_Excerpt_
---------------

Please have a look at ticket #8280 and its resolution.

6(!) years after reporting, this got fixed. And history repeats itself now with the migrations...

comment:13 Changed 3 years ago by Carl Meyer

I'm not sure the fix for #8280 is actually appropriate here - I don't believe that by default orphan .pyc files should be considered as present migrations. I think the practical hassles that causes to daily development with e.g. git branches outweigh the purity of using the proper Python API for module discovery.

The distinction here is that usually the presence or absence of a module that hasn't been explicitly requested doesn't fundamentally alter the behavior of the system. With management commands, it does a bit (they'll show up in help) but not in a way that's likely to break anything. Here, having extra migrations around that shouldn't be around in this branch seriously breaks things.

If we made migrations discover .pyc by default, we would basically have to document that PYTHONDONTWRITEBYTECODE=1 is required for effective local development in Django.

I'm not opposed to an option to enable .pyc discovery, but I am opposed to making it the default.

Changed 3 years ago by jdetaeye

Attachment: migrations_loader.patch added

Patch to support loading from Python packages in any format

comment:14 Changed 3 years ago by jdetaeye

For what it's worth, a patch is attached for this issue. It allows migrations in any package format to be picked up, be it zip, egg, file, ...

I think the practical hassles that causes to daily development with e.g. git branches outweigh the purity of using the proper Python API for module discovery."

I don't agree with this comment.
IMHO, a migration is a python package just like any other, and should be treated as such.If some development practices have an issue with that it's their problem - not django's.

comment:15 in reply to:  14 Changed 3 years ago by Carl Meyer

Replying to jdetaeye:

IMHO, a migration is a python package just like any other, and should be treated as such.

It's not a package like any other, because normal Python packages don't have an effect on the system unless explicitly imported.

If some development practices have an issue with that it's their problem - not django's.

Your patch will cause serious, difficult to debug problems for any development practice which involves adding and removing Python modules (including migrations) from source code under local development, while ignoring pyc files. (I know this is the case, because for a period of time in the 1.7 development process, orphan pyc files were loaded as migrations, and it did cause these problems.) I think you would be hard pressed to find any current common Django development process that doesn't fit that description.

---------------

_Dataset_

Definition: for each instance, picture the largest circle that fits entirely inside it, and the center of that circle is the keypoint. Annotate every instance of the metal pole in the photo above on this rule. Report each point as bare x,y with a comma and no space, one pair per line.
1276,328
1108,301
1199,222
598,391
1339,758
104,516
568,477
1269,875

---------------

_Stated problem A_
Translate this sentence from the discussion of migration discovery into Spanish: "It's not a package like any other, because normal Python packages don't have an effect on the system unless explicitly imported."
_Stated problem B_
Retype everything in the migration discovery discussion from "I'm not opposed" down to "egg, file, ...".
The records were taken from a separate source.

_Task result A_
No es un paquete como cualquier otro, porque los paquetes normales de Python no tienen ningún efecto en el sistema a menos que se importen explícitamente.

_Task result B_
I'm not opposed to an option to enable .pyc discovery, but I am opposed to making it the default.

Changed 3 years ago by jdetaeye

Attachment: migrations_loader.patch added

Patch to support loading from Python packages in any format

comment:14 Changed 3 years ago by jdetaeye

For what it's worth, a patch is attached for this issue. It allows migrations in any package format to be picked up, be it zip, egg, file, ...